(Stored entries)
((

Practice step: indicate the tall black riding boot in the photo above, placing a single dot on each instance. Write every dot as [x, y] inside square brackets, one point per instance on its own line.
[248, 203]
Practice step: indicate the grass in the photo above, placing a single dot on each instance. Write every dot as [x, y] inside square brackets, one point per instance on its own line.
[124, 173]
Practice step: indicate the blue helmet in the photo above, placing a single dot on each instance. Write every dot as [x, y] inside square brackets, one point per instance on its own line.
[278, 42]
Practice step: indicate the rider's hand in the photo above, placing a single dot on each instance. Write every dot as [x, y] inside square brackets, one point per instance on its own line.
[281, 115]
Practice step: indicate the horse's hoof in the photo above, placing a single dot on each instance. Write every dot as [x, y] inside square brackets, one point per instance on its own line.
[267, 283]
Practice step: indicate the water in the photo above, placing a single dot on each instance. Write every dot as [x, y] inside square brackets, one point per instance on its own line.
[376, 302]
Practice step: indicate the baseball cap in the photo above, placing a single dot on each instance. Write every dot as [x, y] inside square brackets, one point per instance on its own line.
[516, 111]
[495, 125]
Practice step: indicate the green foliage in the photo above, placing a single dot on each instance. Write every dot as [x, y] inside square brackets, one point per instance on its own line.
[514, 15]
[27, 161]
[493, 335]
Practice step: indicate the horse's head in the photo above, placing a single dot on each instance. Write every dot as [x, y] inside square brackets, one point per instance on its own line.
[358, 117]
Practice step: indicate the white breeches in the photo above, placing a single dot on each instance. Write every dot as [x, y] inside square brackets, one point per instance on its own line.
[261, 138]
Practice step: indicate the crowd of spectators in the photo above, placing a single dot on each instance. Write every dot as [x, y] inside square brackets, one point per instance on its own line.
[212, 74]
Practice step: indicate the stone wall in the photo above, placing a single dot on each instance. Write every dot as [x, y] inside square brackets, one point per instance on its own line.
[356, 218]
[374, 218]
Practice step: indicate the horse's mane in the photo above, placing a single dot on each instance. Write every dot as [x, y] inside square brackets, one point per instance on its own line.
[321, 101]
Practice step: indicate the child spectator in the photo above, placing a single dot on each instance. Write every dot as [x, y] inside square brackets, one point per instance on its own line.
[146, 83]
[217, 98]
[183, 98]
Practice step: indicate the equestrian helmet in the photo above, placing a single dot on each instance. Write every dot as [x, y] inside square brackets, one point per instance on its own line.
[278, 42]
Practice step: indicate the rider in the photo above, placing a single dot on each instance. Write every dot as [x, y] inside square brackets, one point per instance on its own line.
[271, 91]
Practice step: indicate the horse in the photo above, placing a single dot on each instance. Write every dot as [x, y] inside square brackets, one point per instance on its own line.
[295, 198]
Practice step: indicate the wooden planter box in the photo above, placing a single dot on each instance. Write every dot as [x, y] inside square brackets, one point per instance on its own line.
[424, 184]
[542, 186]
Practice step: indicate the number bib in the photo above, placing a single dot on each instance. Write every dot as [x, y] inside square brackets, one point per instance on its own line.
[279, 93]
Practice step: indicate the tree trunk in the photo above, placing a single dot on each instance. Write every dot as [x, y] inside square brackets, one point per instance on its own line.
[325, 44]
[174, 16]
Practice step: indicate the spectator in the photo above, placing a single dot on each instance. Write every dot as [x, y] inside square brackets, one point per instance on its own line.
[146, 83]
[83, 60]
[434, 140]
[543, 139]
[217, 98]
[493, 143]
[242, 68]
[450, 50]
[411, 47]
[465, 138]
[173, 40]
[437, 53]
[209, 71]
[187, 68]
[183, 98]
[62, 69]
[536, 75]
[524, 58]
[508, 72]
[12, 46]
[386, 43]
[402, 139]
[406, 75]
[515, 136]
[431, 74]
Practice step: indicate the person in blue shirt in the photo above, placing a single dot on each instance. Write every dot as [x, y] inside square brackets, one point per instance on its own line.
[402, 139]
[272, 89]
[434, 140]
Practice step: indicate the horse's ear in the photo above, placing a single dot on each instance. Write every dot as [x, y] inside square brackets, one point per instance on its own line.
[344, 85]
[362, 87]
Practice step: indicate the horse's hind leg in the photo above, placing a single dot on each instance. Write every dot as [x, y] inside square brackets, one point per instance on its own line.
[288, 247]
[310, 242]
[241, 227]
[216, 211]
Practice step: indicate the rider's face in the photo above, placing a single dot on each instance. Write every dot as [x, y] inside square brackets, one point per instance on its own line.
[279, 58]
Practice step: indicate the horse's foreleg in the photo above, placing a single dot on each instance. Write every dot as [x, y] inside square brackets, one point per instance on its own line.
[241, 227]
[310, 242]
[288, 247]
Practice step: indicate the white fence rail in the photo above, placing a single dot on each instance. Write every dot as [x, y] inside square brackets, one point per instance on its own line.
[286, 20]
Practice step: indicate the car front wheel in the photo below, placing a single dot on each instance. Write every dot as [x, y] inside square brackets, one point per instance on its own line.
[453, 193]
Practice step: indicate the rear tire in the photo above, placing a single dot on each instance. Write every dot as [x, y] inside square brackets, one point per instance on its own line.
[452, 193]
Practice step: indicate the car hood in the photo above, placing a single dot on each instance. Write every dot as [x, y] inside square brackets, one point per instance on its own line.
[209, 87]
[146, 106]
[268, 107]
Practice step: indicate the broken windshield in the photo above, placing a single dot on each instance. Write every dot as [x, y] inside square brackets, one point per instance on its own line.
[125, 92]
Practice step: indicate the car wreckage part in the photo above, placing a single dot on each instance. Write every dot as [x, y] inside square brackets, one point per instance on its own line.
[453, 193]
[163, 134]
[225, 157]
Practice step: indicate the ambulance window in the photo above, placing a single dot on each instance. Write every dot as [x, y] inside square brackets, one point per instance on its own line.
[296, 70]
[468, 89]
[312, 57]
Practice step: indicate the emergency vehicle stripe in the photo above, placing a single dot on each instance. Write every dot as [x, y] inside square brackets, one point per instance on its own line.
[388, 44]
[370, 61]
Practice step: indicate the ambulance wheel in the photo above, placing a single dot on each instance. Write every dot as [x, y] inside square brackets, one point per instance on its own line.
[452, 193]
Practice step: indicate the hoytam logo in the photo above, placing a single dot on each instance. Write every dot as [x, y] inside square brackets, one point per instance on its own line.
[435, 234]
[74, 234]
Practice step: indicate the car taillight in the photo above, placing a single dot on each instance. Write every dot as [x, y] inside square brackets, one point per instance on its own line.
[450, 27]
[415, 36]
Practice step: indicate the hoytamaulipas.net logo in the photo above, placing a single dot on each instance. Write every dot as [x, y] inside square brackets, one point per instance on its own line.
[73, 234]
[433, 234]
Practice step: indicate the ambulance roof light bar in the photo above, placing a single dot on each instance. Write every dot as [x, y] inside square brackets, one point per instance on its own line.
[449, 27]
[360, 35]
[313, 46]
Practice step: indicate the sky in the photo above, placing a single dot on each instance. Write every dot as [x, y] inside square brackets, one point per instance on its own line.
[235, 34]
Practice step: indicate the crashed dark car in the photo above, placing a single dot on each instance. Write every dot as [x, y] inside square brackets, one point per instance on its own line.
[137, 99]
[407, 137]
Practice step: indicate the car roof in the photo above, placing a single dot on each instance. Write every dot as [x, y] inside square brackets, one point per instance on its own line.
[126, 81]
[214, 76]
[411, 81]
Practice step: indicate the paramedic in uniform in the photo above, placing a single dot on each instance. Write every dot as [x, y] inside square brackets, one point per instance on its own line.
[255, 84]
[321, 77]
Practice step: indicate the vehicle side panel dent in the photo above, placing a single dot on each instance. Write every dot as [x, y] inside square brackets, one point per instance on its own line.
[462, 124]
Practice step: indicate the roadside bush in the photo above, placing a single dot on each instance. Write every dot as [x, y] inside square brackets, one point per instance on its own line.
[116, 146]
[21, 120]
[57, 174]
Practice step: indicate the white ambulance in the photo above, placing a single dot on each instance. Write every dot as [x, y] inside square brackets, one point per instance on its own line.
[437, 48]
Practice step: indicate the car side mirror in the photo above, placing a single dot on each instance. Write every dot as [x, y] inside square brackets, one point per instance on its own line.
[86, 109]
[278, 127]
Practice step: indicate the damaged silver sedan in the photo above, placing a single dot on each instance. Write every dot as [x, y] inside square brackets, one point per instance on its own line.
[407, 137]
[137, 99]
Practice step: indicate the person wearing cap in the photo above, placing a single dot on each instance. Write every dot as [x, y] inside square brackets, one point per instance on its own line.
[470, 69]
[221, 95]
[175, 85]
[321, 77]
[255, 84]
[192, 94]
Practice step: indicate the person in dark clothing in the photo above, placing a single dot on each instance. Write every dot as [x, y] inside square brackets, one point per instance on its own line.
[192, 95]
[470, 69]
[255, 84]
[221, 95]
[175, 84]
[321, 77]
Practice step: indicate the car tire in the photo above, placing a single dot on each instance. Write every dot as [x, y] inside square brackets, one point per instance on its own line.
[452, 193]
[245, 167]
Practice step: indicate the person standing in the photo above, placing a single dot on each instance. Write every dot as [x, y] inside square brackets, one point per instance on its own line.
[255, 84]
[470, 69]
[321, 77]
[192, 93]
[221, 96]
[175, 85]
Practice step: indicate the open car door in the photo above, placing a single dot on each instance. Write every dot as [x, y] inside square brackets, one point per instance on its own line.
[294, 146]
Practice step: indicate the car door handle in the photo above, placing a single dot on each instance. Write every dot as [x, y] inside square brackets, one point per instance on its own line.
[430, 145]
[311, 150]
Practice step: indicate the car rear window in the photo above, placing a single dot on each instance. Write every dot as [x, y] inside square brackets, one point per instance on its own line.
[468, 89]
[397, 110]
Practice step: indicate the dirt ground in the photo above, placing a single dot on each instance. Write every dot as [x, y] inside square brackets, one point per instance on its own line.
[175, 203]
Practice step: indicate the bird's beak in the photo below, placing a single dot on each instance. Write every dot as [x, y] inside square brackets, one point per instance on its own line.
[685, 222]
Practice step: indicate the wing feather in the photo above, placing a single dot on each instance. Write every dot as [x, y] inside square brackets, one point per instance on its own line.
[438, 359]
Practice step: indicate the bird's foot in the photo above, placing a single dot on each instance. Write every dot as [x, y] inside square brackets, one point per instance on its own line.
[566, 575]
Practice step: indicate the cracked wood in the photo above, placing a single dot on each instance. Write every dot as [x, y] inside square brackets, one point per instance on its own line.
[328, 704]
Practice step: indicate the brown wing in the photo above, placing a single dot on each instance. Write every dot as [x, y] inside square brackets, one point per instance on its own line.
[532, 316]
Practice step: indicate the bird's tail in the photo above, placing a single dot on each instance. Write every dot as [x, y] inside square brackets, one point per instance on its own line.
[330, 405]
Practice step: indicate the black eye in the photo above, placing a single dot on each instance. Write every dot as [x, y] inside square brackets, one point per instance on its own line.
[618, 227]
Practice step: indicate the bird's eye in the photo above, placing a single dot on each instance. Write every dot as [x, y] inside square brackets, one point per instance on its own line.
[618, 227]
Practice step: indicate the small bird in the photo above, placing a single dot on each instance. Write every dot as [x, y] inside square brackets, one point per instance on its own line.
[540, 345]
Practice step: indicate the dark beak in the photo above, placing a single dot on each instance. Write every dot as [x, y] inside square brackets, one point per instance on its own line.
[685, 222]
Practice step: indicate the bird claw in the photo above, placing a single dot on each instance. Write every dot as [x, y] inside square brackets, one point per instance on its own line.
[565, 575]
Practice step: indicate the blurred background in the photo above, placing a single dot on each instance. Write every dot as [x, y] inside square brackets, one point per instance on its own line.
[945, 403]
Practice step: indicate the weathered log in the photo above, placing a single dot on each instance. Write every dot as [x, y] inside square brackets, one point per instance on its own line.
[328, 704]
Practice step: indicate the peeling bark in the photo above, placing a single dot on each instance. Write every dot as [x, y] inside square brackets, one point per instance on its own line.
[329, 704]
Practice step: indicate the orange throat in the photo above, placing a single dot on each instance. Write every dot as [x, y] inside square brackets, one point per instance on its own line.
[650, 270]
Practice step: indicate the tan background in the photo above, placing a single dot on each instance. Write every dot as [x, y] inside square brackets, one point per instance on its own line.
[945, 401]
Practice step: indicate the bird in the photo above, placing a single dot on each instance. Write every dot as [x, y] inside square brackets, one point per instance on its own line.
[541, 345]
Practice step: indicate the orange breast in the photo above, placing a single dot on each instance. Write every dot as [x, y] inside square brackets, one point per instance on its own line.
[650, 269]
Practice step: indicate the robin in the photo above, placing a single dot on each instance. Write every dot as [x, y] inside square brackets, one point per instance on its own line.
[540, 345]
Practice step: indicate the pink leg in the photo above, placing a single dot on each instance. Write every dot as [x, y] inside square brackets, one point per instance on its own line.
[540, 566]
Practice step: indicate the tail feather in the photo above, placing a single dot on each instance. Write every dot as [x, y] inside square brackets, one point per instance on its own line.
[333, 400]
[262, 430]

))

■ How to complete this task
Print each line, starting with the one that contains "Practice step: indicate the pink" and ending with the last line of the data, exactly as it stands and with no other lines.

■ Task output
Practice step: indicate the pink leg in the photo above, placing a single dot on each instance. Write every dot as [x, y] inside square brackets, one point per instance on its own line.
[540, 566]
Practice step: indicate the tail feather in the photo above, placing a single dot on each instance. Write every dot as [x, y] inside square brackets, one point per instance on its own line.
[333, 400]
[262, 430]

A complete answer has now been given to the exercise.